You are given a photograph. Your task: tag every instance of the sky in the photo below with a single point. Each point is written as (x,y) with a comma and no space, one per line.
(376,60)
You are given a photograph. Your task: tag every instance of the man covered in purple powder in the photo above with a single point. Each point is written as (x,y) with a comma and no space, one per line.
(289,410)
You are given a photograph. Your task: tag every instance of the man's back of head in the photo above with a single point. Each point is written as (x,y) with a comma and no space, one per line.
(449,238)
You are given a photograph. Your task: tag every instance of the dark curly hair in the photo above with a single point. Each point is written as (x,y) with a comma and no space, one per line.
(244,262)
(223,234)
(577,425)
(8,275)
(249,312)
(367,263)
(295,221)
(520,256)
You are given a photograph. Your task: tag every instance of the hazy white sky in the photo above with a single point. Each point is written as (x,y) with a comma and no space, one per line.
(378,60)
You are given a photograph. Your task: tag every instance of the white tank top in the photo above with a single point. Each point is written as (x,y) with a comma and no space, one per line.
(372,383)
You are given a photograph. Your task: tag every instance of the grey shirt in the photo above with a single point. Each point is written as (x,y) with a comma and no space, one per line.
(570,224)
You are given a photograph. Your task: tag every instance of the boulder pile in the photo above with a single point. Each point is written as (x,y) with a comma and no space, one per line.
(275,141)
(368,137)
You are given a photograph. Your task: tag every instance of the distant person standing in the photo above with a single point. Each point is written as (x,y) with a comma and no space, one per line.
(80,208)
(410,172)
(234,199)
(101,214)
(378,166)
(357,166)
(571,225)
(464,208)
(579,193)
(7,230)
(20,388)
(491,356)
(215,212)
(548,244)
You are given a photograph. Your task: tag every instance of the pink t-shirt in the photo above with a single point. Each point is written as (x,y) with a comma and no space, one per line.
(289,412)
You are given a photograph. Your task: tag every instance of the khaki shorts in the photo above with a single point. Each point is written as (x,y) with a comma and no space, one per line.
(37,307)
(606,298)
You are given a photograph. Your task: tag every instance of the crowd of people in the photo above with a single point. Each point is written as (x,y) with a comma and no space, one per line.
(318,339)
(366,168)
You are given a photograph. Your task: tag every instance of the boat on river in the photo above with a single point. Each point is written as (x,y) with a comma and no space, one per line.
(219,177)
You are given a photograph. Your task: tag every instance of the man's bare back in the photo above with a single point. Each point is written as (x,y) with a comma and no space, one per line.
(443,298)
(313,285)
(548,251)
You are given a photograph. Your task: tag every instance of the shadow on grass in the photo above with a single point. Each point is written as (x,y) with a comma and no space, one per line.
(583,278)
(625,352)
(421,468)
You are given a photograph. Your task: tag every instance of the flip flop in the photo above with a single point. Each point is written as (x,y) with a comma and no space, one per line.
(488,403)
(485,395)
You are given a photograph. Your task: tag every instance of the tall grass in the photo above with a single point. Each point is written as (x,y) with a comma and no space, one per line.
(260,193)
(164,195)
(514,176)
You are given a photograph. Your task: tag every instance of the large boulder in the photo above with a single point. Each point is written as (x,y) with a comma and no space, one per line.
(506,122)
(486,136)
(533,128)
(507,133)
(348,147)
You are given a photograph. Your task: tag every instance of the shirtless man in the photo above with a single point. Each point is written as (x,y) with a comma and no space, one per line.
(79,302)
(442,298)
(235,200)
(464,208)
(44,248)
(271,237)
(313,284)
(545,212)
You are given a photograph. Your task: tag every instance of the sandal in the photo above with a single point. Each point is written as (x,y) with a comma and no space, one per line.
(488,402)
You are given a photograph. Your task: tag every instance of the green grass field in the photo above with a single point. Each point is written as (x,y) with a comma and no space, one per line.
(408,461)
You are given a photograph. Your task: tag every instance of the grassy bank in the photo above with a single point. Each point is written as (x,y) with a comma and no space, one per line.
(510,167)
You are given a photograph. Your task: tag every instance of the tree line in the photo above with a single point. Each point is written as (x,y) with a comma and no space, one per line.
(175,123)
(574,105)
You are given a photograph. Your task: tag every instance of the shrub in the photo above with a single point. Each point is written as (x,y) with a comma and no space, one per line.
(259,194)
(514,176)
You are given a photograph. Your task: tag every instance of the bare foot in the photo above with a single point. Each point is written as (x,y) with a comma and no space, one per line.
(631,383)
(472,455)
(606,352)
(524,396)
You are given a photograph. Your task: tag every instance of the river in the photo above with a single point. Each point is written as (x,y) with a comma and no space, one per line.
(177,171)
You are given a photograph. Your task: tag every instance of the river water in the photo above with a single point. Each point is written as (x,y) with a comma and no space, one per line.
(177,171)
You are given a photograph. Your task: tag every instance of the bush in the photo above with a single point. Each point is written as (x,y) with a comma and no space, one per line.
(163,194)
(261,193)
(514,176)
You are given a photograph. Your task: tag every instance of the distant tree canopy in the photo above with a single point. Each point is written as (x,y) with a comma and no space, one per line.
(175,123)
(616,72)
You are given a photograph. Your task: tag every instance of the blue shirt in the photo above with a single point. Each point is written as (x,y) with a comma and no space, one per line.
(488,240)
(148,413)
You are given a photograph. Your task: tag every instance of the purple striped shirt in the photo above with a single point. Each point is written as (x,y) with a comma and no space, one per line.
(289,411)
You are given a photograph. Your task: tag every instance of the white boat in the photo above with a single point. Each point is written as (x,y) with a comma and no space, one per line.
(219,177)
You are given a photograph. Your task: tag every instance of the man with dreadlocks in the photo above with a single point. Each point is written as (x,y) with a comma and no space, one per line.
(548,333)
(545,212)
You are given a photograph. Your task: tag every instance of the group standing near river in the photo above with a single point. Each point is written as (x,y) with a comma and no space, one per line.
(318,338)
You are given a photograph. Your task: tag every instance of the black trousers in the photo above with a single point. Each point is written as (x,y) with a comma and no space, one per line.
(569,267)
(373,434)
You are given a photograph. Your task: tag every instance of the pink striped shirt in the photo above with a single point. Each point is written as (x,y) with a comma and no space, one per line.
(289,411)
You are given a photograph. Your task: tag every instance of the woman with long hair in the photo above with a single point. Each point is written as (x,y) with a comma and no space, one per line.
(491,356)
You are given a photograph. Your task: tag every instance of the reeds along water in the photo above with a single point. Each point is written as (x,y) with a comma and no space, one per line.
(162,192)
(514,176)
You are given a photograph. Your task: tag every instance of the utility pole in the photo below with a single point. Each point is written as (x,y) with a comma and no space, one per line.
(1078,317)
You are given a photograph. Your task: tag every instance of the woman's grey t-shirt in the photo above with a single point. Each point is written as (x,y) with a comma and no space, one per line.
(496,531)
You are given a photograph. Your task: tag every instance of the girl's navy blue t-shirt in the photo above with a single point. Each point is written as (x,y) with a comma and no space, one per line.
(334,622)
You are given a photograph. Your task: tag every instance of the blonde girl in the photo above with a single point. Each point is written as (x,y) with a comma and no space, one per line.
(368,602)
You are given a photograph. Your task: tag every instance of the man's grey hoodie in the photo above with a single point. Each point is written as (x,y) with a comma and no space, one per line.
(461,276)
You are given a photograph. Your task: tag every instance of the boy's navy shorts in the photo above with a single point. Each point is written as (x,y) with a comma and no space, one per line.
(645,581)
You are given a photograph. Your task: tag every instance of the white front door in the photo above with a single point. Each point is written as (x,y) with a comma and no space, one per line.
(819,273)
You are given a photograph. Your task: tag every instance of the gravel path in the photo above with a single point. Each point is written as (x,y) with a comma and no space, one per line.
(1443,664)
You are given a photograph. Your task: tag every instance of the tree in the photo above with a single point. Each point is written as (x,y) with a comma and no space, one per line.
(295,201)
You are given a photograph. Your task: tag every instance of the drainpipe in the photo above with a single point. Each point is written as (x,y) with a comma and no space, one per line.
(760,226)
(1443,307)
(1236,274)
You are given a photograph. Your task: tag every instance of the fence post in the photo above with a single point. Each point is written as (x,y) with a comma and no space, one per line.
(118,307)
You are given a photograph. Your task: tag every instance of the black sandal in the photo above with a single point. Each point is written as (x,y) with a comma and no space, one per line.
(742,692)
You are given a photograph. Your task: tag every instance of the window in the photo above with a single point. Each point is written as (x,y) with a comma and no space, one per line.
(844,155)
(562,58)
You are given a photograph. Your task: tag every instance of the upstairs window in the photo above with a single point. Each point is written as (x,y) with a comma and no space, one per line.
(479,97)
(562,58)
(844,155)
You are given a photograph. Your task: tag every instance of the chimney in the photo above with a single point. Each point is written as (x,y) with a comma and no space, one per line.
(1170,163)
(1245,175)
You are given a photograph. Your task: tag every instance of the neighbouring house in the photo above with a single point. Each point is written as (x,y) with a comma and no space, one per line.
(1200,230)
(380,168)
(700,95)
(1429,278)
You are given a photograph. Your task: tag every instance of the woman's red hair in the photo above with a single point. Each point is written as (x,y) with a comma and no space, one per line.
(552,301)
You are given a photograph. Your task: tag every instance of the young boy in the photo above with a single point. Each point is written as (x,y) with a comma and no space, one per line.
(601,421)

====

* [Goal of the exercise]: Exactly and exclusively, repeat the lines from the line that contains "of the chimney" through the end of the records, both ends included.

* [The output]:
You are given a photograph. Your task: tag every instance of the chimney in the photo above with a single point. Each point is written as (x,y) with a comma and no space, one per line.
(1170,163)
(1245,175)
You are given a photograph. Your task: tag every instance of the neighbouring house in the photo above with a single point. Each point is written as (x,y) with a comma and no space, one per line.
(1200,230)
(380,168)
(700,95)
(1429,278)
You are given a photograph. Your task: tag every instance of the woman's red hair in the photo above with a single point. Each point is written as (x,y) with a comma and no space, one per line.
(552,301)
You are given a photograph. Your task: tag every instance of the young boy in the photo above with a single point. Each point is written as (x,y) with a comma and no space, one per line.
(601,421)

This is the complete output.